= EXERCISE AIM =
Replace every "rough mask" with "coarse mask" in the stretch of data from its first line through the line containing "41V179L22 172L23 48L99", and return only those lines with nothing else changed.

= STORED DATA =
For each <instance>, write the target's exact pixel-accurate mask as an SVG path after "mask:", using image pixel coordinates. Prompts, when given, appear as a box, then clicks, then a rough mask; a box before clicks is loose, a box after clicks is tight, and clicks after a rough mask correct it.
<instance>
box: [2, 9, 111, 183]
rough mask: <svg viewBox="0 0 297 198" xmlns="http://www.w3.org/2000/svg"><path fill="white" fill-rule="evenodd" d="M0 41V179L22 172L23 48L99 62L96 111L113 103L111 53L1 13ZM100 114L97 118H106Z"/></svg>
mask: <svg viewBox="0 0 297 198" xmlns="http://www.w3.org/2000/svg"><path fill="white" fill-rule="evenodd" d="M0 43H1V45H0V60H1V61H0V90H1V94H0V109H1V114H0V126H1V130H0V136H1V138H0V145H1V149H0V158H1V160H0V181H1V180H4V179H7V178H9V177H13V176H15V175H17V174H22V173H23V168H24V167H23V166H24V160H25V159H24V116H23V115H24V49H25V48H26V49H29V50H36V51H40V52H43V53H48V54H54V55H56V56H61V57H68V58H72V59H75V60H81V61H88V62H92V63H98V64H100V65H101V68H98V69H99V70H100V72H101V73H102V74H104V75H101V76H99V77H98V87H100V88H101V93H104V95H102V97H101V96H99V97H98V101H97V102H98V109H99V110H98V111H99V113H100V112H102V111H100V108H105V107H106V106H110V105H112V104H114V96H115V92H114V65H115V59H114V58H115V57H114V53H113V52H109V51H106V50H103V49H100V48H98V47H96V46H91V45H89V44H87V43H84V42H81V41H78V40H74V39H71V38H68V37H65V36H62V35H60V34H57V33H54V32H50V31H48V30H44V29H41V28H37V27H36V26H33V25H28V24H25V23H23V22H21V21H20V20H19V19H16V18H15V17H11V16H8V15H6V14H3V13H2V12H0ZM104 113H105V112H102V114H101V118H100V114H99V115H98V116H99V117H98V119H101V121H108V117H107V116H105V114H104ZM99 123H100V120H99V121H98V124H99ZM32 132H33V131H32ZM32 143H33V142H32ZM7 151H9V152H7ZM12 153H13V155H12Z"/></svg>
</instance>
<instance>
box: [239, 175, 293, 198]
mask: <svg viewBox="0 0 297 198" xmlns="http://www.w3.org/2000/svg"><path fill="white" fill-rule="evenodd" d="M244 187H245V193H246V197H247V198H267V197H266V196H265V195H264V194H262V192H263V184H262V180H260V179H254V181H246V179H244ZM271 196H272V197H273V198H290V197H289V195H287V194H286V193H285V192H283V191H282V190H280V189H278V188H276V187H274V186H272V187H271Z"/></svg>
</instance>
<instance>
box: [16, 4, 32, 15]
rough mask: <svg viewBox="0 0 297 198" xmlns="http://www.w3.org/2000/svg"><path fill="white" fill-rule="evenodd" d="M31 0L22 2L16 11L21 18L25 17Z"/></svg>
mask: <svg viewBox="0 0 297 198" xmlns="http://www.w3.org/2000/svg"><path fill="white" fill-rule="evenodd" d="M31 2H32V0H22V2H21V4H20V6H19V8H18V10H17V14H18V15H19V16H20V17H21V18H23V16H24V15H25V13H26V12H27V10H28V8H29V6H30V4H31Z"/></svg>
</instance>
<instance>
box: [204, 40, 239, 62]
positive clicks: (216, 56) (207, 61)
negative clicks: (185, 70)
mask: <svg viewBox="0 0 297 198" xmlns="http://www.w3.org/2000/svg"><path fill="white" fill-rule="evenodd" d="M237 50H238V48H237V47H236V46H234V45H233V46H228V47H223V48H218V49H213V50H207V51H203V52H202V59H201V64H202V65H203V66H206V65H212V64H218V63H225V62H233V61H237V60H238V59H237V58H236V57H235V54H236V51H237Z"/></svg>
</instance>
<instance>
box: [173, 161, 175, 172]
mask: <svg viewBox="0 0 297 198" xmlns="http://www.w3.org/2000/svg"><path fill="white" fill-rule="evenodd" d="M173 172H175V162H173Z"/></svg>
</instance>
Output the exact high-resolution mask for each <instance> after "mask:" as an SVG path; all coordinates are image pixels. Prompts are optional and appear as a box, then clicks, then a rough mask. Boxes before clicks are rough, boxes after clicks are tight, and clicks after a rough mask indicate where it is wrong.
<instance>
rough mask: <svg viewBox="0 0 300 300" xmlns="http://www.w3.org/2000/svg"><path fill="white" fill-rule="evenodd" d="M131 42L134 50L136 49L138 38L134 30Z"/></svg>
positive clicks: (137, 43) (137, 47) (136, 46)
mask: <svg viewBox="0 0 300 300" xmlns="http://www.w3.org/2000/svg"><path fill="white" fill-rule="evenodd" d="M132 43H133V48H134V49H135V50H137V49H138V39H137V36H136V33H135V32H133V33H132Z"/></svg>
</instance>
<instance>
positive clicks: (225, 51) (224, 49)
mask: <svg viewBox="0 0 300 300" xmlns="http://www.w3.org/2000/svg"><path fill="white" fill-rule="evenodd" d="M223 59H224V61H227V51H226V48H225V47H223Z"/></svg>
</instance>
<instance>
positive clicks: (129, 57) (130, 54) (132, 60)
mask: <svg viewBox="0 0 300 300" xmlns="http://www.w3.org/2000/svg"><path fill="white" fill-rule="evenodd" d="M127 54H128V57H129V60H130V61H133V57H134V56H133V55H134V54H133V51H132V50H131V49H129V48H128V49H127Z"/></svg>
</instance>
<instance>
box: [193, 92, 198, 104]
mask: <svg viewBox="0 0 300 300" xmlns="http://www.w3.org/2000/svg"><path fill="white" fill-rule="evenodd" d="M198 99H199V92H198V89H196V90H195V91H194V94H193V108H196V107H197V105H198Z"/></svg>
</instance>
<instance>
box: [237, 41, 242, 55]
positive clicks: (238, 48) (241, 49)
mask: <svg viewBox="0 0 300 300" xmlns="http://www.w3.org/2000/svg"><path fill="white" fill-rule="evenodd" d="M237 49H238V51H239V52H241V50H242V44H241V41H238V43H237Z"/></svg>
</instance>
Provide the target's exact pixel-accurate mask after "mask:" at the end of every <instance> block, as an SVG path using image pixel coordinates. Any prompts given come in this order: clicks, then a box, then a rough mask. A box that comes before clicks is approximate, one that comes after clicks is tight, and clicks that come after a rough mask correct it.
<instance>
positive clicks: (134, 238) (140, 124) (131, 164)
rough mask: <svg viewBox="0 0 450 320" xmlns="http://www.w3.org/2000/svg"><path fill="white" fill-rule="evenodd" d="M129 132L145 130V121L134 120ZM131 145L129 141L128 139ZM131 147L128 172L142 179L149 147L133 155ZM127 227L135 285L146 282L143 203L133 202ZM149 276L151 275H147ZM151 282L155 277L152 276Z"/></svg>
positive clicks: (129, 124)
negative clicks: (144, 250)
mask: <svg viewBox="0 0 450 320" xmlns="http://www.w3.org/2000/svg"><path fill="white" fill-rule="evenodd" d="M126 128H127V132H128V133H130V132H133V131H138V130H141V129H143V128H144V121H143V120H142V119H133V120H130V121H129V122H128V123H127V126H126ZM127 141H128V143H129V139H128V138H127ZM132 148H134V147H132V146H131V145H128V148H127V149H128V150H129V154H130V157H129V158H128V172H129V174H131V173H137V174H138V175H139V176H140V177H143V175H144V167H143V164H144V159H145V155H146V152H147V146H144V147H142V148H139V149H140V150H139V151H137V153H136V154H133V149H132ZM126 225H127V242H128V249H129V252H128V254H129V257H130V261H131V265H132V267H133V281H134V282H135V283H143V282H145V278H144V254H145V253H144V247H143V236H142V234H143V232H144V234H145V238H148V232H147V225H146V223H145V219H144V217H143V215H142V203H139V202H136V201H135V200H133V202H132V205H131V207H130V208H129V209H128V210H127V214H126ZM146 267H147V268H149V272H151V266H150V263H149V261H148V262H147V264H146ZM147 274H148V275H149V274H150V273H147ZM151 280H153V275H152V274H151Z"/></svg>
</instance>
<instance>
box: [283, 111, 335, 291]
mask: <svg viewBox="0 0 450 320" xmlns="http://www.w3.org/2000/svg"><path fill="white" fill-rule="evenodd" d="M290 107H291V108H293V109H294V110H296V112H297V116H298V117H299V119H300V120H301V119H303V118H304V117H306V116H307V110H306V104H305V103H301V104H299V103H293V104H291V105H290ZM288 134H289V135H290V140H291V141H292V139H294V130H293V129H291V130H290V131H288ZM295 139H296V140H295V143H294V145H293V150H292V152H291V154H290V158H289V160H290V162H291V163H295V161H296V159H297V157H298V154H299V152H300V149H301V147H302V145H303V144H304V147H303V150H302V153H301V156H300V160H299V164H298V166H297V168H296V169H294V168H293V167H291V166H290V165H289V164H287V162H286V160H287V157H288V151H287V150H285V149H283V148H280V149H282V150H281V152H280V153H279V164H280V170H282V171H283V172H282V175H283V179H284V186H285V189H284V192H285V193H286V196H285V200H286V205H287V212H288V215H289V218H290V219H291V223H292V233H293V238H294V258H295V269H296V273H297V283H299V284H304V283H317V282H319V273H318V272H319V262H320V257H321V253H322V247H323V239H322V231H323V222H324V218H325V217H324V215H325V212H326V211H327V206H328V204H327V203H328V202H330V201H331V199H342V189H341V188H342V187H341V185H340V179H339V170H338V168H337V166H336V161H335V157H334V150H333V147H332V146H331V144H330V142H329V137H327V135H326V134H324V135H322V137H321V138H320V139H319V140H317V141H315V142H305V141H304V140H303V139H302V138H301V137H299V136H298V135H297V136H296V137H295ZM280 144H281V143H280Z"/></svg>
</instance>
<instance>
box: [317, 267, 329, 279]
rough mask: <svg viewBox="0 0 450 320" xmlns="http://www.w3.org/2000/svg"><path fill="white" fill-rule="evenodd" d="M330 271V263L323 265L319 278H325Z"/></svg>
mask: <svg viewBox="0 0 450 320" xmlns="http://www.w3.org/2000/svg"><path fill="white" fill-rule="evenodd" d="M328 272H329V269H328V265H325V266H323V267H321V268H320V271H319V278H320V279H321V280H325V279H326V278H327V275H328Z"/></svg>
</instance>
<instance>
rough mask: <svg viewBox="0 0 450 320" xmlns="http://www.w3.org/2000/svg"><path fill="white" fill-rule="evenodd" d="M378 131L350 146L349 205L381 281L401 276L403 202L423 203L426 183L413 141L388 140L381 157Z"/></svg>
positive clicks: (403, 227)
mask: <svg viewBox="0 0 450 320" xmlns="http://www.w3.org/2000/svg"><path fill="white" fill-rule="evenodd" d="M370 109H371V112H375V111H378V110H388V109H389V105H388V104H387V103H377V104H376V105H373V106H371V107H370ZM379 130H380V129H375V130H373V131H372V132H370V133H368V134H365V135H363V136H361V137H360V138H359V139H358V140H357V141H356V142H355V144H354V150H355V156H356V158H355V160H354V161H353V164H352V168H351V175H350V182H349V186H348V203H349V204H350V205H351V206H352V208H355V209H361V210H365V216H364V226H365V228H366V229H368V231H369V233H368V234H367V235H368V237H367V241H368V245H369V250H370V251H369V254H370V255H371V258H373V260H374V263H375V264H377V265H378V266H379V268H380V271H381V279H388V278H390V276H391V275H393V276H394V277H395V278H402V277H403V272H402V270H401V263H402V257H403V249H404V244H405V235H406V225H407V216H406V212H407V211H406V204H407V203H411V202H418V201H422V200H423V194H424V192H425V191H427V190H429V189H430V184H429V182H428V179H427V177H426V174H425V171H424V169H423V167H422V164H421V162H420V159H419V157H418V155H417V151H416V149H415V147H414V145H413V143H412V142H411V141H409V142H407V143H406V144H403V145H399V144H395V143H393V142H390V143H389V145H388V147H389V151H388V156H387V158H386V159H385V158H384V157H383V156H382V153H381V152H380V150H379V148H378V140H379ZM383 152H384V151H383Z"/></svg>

= WORKED SOLUTION =
For each <instance>, write the target's exact pixel-accurate mask as an SVG path after "mask:", using image pixel coordinates. Prompts, when given, appear as a box, then clicks, then a coarse mask; a box before clicks is loose, a box after clicks is tight, and clicks after a coarse mask correct it.
<instance>
box: [2, 9, 111, 183]
coarse mask: <svg viewBox="0 0 297 198" xmlns="http://www.w3.org/2000/svg"><path fill="white" fill-rule="evenodd" d="M0 41V179L22 172L23 48L99 62L96 111L113 103L111 53L1 13ZM100 114L97 118H106Z"/></svg>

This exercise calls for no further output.